** START OF LISTING **
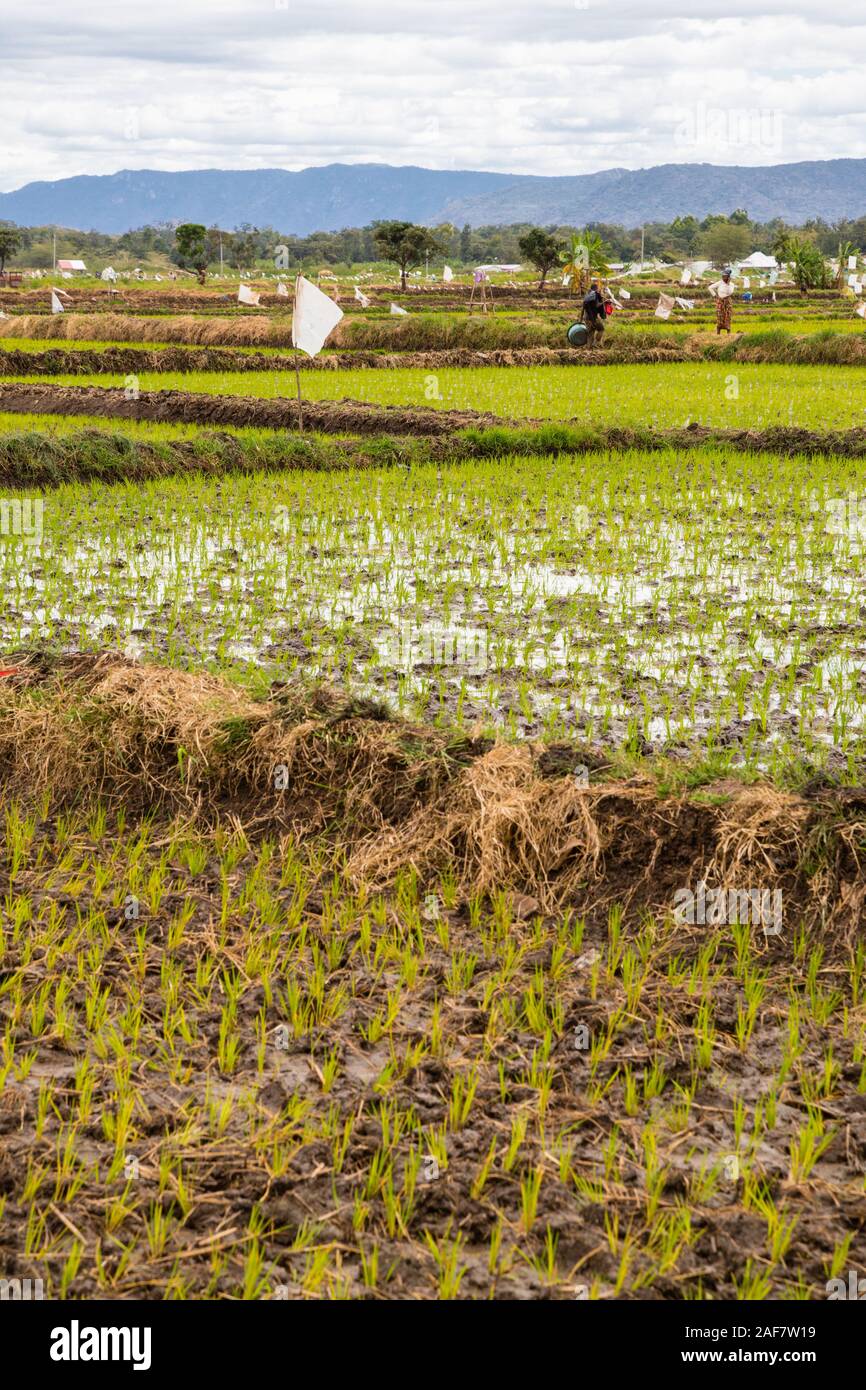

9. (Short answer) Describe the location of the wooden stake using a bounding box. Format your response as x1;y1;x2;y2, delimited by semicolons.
295;348;303;434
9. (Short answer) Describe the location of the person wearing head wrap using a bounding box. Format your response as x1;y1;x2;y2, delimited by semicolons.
709;265;734;334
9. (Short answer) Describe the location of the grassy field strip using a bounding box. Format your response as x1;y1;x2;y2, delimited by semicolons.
0;450;866;774
6;363;866;428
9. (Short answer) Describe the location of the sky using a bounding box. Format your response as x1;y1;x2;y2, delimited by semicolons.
0;0;866;192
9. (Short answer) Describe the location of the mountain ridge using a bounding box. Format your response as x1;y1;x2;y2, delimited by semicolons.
0;158;866;236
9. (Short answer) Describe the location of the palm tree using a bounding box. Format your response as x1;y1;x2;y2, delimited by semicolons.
563;228;610;295
835;242;858;289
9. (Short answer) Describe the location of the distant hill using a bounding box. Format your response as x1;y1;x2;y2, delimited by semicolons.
0;158;866;236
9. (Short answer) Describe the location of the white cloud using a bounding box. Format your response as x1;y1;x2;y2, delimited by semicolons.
0;0;866;190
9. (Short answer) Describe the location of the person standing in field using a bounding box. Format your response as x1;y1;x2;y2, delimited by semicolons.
709;265;734;335
582;279;607;348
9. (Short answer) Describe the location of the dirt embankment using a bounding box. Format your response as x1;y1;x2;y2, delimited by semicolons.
0;382;502;435
0;343;699;377
0;382;866;455
0;653;866;933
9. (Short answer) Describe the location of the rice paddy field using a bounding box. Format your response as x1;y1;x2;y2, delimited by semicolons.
10;363;866;430
0;279;866;1302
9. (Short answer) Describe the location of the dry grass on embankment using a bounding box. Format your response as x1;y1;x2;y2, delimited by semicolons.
0;309;866;361
0;424;866;488
0;655;866;934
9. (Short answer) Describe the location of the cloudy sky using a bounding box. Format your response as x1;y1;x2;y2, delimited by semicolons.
0;0;866;192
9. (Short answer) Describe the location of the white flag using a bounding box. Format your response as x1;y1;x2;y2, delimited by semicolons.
292;275;343;357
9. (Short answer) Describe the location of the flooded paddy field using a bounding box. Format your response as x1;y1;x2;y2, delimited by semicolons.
6;450;866;774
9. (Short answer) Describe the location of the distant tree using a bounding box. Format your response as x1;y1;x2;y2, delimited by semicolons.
783;236;830;295
701;221;752;265
517;227;566;289
835;242;858;289
174;222;210;285
373;222;445;289
563;228;610;295
0;227;22;275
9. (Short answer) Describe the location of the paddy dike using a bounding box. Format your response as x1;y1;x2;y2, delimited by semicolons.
0;381;866;455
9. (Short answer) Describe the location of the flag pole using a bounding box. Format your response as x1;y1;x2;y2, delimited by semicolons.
292;275;303;434
295;348;303;434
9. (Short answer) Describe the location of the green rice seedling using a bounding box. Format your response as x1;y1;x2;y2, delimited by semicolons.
424;1222;467;1301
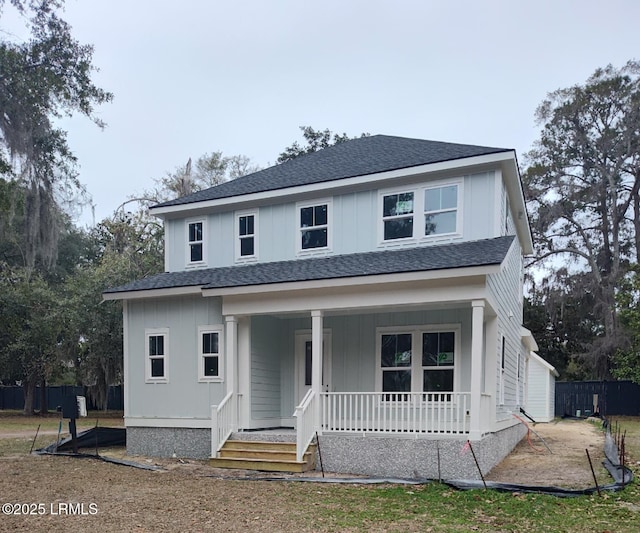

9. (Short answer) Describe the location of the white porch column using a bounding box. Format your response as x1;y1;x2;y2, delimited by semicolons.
469;300;484;440
224;315;238;431
311;311;323;428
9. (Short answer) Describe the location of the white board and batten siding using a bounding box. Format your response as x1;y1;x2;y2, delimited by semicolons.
125;296;225;427
526;352;558;422
165;171;502;272
486;235;525;426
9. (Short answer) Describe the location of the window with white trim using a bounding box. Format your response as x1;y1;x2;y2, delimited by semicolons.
187;220;204;264
236;213;258;260
424;185;458;235
382;192;413;241
378;326;459;396
500;335;507;405
198;326;223;381
297;201;331;252
422;331;455;392
380;180;462;243
145;328;169;383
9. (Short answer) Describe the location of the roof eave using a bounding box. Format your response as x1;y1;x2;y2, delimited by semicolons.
149;150;519;219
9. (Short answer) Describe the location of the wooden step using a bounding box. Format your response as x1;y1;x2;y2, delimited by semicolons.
209;440;316;472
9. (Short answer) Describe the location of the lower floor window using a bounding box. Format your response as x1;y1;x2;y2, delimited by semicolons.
198;326;222;381
145;329;169;382
379;329;457;393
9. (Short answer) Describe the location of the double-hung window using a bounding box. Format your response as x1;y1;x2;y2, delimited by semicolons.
298;201;331;252
380;333;413;393
424;185;458;236
422;331;455;392
236;213;258;260
198;326;223;381
378;325;459;399
380;181;462;243
382;192;414;241
145;328;169;383
187;220;204;264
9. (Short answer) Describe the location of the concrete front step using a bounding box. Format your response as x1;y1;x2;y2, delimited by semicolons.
209;440;316;472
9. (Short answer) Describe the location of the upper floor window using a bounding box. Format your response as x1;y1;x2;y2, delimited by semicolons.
424;185;458;235
145;329;169;383
379;182;462;242
382;192;413;241
236;213;258;259
298;202;331;251
188;220;204;263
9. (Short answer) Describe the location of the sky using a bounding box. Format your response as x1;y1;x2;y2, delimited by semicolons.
3;0;640;226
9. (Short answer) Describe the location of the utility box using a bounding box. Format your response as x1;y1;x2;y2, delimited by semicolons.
76;396;87;416
62;394;87;420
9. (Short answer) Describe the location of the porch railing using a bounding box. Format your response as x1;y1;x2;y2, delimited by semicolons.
320;392;471;435
293;389;318;461
211;391;236;457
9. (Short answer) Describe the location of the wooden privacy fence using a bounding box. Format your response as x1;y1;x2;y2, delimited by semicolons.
0;385;124;411
555;381;640;416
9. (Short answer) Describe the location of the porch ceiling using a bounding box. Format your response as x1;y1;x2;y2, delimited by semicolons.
222;275;496;316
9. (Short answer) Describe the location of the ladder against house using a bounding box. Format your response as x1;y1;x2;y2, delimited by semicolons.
209;439;316;472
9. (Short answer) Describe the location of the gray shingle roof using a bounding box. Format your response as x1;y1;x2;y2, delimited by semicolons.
154;135;510;207
105;236;515;294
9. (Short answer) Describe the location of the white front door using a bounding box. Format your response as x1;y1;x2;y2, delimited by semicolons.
296;331;331;405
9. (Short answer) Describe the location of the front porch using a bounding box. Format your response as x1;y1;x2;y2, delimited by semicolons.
210;277;504;472
211;389;492;471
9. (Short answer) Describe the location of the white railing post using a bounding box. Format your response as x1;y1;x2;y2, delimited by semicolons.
211;405;220;458
293;389;320;462
211;391;236;458
318;392;472;436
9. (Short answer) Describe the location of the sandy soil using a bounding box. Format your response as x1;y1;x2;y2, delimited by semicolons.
486;420;612;488
0;421;610;532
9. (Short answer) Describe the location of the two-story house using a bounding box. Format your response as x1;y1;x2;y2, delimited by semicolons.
104;135;535;478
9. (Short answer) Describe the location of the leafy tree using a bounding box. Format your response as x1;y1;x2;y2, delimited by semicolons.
65;209;164;408
523;61;640;379
277;126;369;163
0;0;112;267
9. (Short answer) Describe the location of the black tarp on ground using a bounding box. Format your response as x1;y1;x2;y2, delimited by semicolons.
36;427;127;453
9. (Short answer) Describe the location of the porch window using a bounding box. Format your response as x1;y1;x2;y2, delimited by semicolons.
198;326;222;381
380;333;412;392
378;326;459;399
236;213;257;259
382;192;413;241
145;329;169;383
188;221;204;263
424;185;458;235
298;201;331;251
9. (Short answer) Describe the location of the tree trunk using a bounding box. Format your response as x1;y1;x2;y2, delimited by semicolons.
22;380;36;416
40;378;49;415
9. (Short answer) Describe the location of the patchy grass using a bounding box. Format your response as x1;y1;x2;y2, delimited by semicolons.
610;416;640;466
0;415;640;533
0;410;123;456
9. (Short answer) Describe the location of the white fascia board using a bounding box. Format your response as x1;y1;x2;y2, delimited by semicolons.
149;150;517;218
520;326;538;352
124;416;211;429
202;265;500;297
102;285;202;301
530;352;560;377
502;152;533;255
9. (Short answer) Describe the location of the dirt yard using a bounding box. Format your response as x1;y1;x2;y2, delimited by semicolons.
0;420;610;532
486;420;611;488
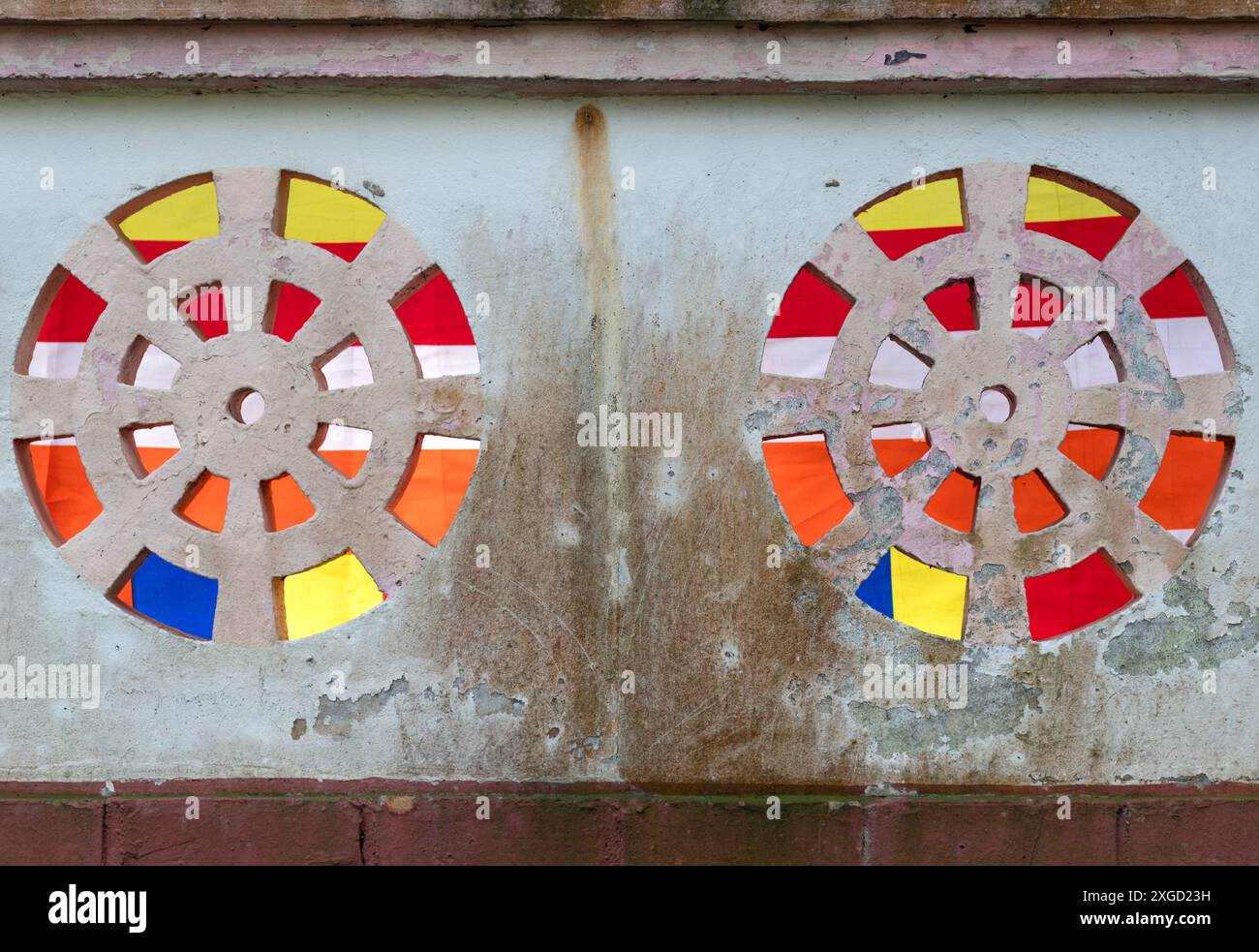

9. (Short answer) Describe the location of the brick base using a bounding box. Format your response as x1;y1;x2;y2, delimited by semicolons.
0;781;1259;865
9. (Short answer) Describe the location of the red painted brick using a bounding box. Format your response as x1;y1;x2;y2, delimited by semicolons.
0;800;104;867
106;797;361;867
364;796;618;865
866;797;1120;867
1120;797;1259;867
622;797;861;865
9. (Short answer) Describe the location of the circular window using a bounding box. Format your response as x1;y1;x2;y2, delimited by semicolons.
13;169;481;645
755;164;1241;642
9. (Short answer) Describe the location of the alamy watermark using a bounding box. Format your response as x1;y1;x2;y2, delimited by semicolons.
0;655;101;710
576;404;683;457
1010;278;1116;331
145;278;253;331
861;655;970;710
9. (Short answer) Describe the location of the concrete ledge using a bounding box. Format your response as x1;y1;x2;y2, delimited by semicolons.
0;0;1259;22
0;780;1259;865
0;22;1259;96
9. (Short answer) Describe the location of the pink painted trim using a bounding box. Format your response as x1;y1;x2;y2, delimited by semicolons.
0;21;1259;95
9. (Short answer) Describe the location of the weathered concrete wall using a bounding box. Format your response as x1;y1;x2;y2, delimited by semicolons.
0;93;1259;785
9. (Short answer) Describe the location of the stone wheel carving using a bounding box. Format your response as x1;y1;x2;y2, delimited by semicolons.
752;164;1237;643
12;169;481;645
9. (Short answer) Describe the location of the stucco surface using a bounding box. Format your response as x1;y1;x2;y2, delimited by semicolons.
0;93;1259;784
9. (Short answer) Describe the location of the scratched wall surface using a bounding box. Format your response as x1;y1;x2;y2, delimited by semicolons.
0;93;1259;784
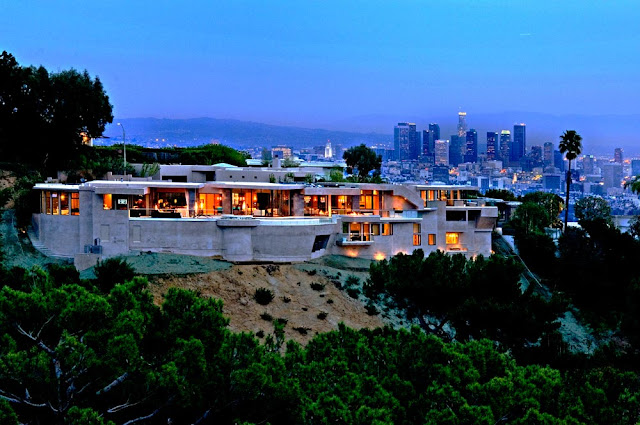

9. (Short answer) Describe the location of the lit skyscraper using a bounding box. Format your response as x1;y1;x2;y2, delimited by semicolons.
434;139;449;165
543;142;553;167
510;123;527;162
464;128;478;162
393;122;420;161
458;112;467;137
500;130;511;163
613;148;623;164
487;131;498;161
449;134;467;167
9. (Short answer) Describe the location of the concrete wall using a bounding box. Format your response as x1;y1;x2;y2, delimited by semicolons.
37;214;84;257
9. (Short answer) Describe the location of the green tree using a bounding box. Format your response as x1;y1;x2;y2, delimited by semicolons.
0;51;113;171
575;196;613;227
342;143;382;179
558;130;582;230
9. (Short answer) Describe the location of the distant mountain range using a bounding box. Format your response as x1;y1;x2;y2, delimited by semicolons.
105;118;393;149
105;111;640;157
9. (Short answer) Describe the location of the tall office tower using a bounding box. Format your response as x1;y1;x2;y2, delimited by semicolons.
422;124;440;156
487;131;498;161
553;151;564;171
531;146;543;167
509;124;527;162
409;128;422;160
464;128;478;162
613;148;622;164
449;134;467;167
324;140;333;159
543;142;553;167
602;162;622;188
499;130;511;164
433;139;449;165
458;112;467;137
393;122;416;161
582;155;596;176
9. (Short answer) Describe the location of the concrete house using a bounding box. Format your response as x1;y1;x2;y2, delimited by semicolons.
32;166;498;269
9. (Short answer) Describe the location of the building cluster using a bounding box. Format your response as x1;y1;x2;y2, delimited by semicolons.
32;159;498;269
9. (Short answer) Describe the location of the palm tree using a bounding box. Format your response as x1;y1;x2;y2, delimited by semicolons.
559;130;582;230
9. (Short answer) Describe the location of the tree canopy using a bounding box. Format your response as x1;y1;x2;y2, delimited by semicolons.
0;51;113;169
342;143;382;178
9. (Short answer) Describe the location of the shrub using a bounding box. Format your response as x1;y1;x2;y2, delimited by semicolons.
345;276;360;287
94;258;135;293
260;311;273;322
311;282;325;291
364;303;380;316
347;288;360;298
253;288;274;305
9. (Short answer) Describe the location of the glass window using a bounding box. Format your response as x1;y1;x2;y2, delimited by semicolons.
51;192;60;215
102;193;113;210
60;192;69;215
71;192;80;215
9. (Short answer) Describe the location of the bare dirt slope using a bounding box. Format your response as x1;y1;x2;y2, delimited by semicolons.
149;263;385;344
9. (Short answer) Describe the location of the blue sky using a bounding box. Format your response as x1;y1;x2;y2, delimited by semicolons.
0;0;640;127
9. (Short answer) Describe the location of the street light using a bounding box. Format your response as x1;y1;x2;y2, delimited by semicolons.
118;123;127;175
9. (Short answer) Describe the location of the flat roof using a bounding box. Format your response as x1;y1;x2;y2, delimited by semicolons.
410;184;480;190
33;183;80;191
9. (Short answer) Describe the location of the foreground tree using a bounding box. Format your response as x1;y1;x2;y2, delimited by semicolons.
342;143;382;179
0;51;113;170
558;130;582;230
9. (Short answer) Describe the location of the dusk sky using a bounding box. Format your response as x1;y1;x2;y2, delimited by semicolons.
0;0;640;128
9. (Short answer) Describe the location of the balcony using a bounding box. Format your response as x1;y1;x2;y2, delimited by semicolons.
336;233;374;246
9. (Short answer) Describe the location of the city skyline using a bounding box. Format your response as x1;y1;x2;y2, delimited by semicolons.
0;1;640;127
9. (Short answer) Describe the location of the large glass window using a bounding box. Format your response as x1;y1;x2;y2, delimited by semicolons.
413;223;422;246
71;192;80;215
446;232;460;245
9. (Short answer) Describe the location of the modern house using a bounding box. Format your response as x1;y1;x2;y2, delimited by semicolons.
33;166;498;269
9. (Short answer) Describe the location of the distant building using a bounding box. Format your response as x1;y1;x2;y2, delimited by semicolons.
582;155;596;175
553;151;564;171
602;162;622;189
434;139;449;166
449;134;467;167
464;128;478;162
324;140;333;159
500;130;511;163
458;112;467;137
393;122;420;161
509;124;527;162
542;142;555;167
487;131;498;161
613;148;623;164
431;165;449;184
271;145;292;159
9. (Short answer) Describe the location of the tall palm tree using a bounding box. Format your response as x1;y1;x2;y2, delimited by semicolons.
559;130;582;231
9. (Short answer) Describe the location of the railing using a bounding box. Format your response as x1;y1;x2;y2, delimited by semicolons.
336;233;374;246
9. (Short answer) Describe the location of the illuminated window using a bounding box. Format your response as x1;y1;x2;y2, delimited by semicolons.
102;193;113;210
446;233;460;245
60;192;69;215
71;192;80;215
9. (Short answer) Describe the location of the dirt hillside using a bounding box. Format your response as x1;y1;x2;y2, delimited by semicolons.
** END OF LISTING **
**WORK INSTRUCTIONS**: Rewrite the rows from the line with "9. (Short answer) Describe the location of the glass" up to and including the line with "118;123;127;175", switching "street light" to "lamp post" and leaving everything else unchanged.

**RESULT**:
9. (Short answer) Describe the location of the glass window using a bounding box. Format your response as x1;y1;x2;y2, delimited by semicolons.
51;192;60;215
102;193;113;210
60;192;69;215
71;192;80;215
9. (Short answer) Describe the location of the bare dirt slope using a bounding box. Format your response as x1;y1;x2;y2, delimited by semicolons.
149;263;385;344
9. (Short answer) Describe the location of the blue sky using a bounding box. Format your response as x1;y1;x2;y2, delimited by semicolons.
0;0;640;127
9. (Short answer) Describe the location of the lamp post using a bounding box. Format your response as x1;y1;x2;y2, delimited by semicolons.
118;123;127;175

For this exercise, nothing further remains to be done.